+++ Data for this task

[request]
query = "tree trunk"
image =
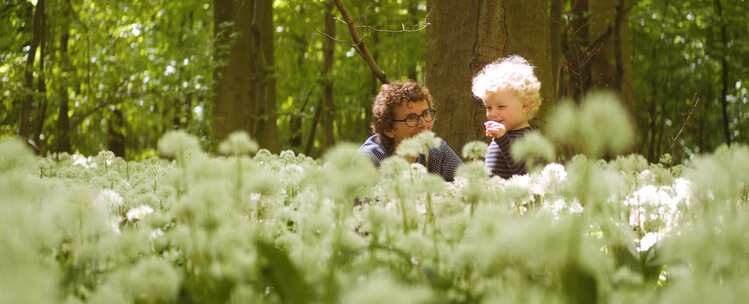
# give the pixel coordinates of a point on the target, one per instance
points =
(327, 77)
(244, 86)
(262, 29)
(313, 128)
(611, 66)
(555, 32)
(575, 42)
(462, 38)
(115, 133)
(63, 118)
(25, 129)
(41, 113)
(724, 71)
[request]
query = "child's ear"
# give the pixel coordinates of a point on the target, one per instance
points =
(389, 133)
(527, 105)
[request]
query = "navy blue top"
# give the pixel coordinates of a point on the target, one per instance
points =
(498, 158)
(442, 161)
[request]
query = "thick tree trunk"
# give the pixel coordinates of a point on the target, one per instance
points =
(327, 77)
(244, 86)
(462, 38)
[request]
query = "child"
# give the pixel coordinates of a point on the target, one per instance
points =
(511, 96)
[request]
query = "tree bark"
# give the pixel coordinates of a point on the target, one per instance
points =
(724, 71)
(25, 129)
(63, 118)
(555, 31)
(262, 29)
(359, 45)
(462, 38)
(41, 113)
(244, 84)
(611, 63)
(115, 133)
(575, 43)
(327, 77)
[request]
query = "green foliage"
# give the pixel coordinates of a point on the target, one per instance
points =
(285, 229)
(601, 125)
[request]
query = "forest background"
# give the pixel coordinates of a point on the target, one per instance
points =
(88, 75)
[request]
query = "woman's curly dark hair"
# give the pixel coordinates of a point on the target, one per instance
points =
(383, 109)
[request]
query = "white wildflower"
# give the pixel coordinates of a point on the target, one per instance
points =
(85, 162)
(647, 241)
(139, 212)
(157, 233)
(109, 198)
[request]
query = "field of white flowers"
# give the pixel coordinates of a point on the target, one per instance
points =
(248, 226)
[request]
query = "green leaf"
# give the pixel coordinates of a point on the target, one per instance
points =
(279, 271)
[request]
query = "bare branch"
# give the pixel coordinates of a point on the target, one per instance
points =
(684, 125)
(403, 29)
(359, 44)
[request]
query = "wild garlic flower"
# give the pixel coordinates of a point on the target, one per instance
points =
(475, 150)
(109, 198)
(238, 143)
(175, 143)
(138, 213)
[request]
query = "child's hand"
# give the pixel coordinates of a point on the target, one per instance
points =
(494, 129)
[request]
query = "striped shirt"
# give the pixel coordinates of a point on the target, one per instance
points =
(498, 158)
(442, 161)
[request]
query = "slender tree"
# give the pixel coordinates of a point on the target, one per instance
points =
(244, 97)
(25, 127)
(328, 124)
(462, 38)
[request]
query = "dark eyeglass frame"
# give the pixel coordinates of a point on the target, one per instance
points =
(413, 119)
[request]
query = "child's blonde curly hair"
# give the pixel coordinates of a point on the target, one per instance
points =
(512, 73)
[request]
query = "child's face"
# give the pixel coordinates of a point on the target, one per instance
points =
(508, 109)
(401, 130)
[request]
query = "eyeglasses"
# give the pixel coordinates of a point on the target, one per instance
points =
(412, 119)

++++++
+++ Data for this task

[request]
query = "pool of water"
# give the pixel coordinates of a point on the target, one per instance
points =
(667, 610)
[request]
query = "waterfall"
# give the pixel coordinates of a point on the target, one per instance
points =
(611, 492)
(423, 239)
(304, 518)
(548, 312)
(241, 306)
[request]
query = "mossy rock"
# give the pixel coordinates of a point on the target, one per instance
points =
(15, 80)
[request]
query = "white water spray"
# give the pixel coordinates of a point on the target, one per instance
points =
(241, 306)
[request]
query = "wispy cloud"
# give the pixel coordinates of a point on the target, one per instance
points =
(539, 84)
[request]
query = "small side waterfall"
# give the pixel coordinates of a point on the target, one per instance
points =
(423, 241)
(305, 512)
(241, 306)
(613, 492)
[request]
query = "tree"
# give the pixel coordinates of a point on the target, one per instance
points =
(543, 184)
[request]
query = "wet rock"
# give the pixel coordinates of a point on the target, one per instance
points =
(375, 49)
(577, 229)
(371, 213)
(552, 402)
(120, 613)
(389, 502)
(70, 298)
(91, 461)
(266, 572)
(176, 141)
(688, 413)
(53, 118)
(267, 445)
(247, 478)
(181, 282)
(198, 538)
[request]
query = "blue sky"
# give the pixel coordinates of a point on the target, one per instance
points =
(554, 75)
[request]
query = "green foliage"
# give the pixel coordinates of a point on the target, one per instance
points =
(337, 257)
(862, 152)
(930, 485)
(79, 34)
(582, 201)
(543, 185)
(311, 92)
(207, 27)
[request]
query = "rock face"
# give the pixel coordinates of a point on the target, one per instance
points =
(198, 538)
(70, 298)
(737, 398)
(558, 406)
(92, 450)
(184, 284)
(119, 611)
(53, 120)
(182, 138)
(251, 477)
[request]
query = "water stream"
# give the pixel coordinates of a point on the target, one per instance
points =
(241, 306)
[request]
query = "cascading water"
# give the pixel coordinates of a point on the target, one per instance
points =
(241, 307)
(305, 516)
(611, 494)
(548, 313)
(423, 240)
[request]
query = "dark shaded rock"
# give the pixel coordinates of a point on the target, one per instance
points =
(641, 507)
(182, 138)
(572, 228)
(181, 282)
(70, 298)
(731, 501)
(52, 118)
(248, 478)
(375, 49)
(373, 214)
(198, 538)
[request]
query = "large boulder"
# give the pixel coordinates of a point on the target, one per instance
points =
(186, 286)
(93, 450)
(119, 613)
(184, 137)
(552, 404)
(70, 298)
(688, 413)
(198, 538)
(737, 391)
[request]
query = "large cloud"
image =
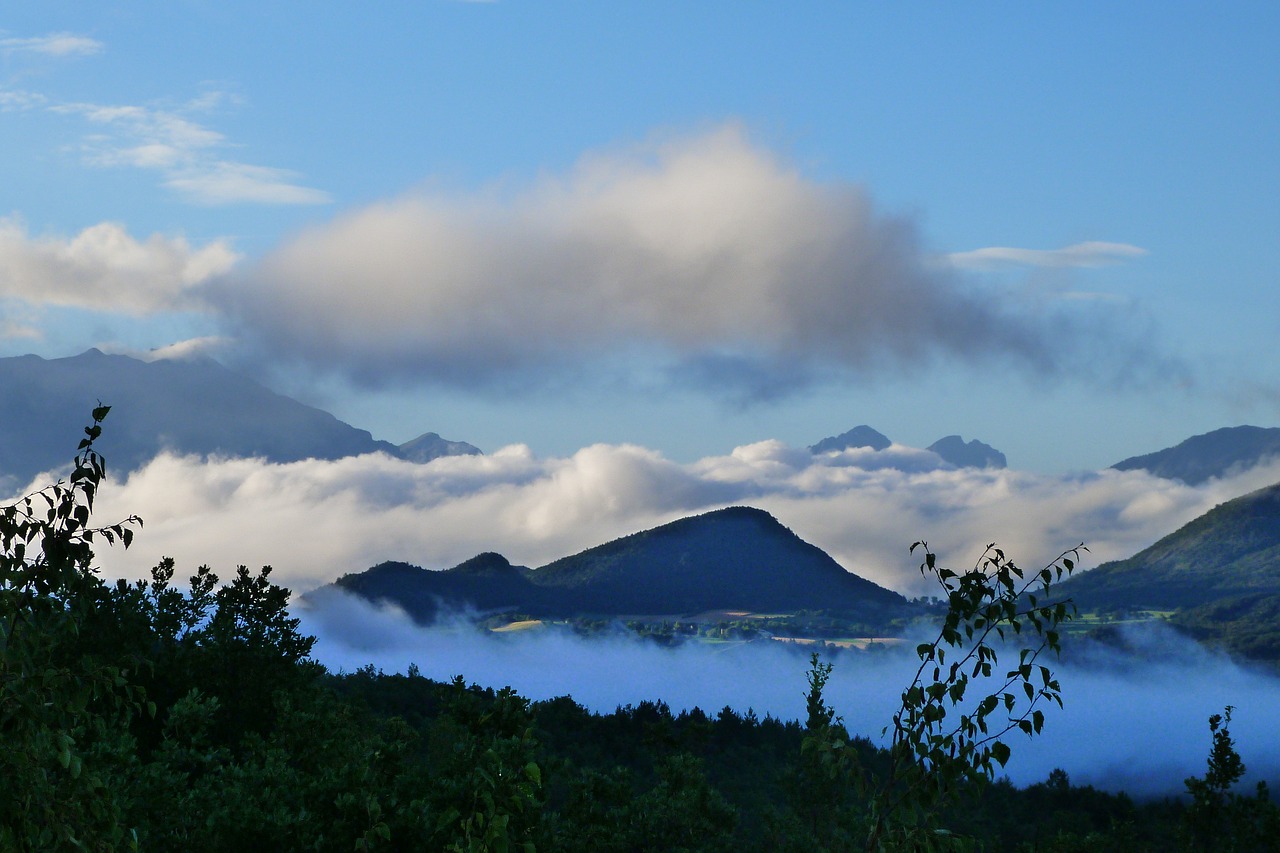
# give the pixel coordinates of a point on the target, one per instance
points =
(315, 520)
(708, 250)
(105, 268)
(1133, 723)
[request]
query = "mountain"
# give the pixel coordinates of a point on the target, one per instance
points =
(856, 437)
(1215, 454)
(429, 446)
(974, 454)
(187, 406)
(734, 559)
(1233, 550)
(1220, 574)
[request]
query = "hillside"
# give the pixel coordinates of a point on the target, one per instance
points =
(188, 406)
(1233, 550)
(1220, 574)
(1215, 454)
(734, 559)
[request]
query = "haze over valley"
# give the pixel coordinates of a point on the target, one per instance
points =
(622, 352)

++++++

What you need to do: Search the records for the string "waterfall" and, wherever a line contains it, please copy that line.

Solved exercise:
query = "waterfall"
query = "small side waterfall"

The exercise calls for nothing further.